» ASSIGNMENT: Could you copy each line of the entries that contains "object"?

TASK INPUTS below:

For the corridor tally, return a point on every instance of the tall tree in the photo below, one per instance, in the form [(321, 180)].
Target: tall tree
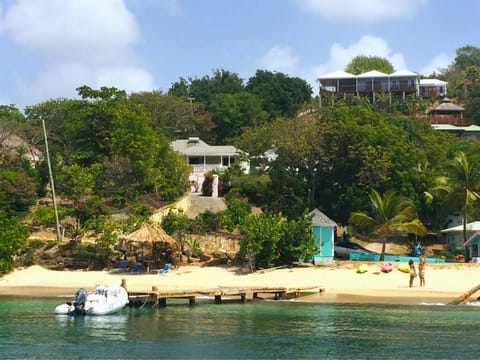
[(389, 213), (176, 116), (460, 188), (13, 236), (362, 63), (203, 89), (282, 96), (233, 113)]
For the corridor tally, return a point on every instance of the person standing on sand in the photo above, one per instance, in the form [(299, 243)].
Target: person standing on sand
[(413, 272), (421, 270)]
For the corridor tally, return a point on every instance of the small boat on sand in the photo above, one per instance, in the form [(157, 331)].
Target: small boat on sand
[(387, 267), (104, 300)]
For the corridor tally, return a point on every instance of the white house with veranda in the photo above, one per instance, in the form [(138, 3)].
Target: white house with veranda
[(204, 158)]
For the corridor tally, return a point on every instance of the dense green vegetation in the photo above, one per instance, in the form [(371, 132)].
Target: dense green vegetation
[(110, 153)]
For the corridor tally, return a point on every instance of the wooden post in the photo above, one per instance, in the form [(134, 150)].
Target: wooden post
[(465, 296), (162, 302)]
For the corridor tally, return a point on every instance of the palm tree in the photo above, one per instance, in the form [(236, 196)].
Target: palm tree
[(461, 188), (389, 213)]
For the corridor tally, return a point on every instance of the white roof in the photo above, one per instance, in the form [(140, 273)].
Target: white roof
[(472, 128), (403, 73), (432, 82), (197, 147), (473, 226), (373, 73), (337, 75), (447, 127), (320, 219)]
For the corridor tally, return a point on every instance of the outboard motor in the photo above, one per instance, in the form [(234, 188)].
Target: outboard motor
[(79, 302)]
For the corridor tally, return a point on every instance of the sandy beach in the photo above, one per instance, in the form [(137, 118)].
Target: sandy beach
[(340, 282)]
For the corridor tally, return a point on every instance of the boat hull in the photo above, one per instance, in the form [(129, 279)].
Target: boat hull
[(103, 301)]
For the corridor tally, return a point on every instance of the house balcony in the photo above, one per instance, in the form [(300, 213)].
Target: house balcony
[(451, 120)]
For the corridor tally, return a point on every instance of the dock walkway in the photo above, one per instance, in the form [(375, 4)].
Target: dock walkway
[(160, 297)]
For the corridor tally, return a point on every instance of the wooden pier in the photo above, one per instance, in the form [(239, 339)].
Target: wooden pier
[(160, 297)]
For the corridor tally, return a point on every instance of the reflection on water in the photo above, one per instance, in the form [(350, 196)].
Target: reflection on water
[(108, 328), (233, 330)]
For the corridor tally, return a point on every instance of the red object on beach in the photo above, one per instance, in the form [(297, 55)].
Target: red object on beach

End of TASK INPUTS.

» WRITTEN SOLUTION:
For the corridor tally, return a point on every instance of the red object on beach in the photo above, one per instance, in the form [(297, 55)].
Target: red object on beach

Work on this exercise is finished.